#### [Information given]
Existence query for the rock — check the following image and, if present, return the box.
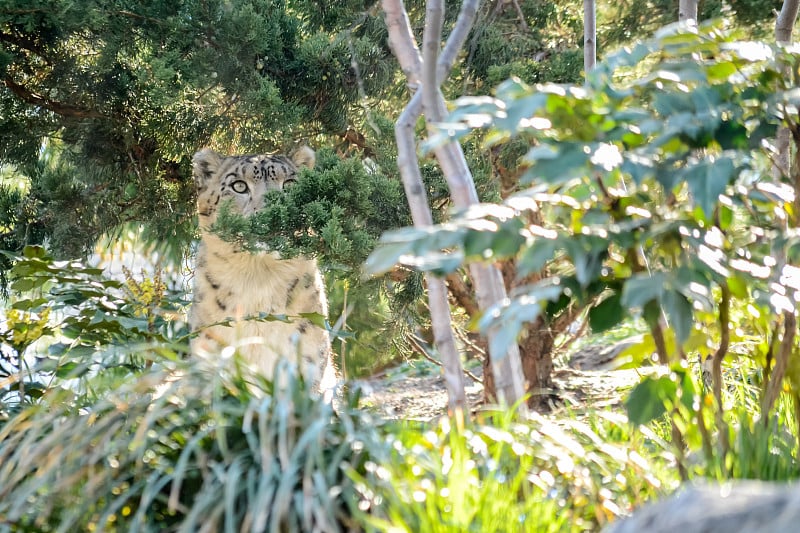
[604,480,800,533]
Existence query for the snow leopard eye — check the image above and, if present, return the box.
[231,180,247,194]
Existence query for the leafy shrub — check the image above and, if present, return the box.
[0,246,188,414]
[0,359,377,531]
[356,413,670,532]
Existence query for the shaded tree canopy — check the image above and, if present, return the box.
[0,0,776,266]
[0,0,392,254]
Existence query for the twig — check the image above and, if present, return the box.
[711,280,731,461]
[408,335,483,383]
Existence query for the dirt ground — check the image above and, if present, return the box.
[358,350,642,420]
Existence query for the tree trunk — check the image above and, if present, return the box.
[383,0,524,404]
[583,0,597,75]
[772,0,800,177]
[678,0,697,25]
[775,0,800,43]
[395,93,469,417]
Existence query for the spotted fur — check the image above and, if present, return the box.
[189,148,332,386]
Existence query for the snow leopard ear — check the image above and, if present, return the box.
[292,146,317,168]
[192,148,223,191]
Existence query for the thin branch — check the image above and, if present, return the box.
[711,281,731,459]
[761,311,797,418]
[3,75,105,118]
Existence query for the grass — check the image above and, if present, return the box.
[0,314,798,533]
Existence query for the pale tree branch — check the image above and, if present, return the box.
[395,93,469,417]
[775,0,800,43]
[678,0,697,25]
[422,0,525,404]
[382,0,524,403]
[772,0,800,178]
[583,0,597,75]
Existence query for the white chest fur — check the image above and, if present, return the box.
[190,234,330,380]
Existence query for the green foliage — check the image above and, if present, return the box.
[367,19,800,479]
[0,354,377,531]
[0,0,395,257]
[356,414,663,532]
[0,246,187,417]
[368,19,795,366]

#### [What you need to do]
Return word for word every line from the one containing "Existence query for the green" through the last line of the items.

#### [Task answer]
Existence query for the green foliage — check the image above and, if present, return the box.
[367,19,800,479]
[0,354,377,531]
[0,0,395,257]
[356,414,663,532]
[0,246,187,417]
[368,19,795,366]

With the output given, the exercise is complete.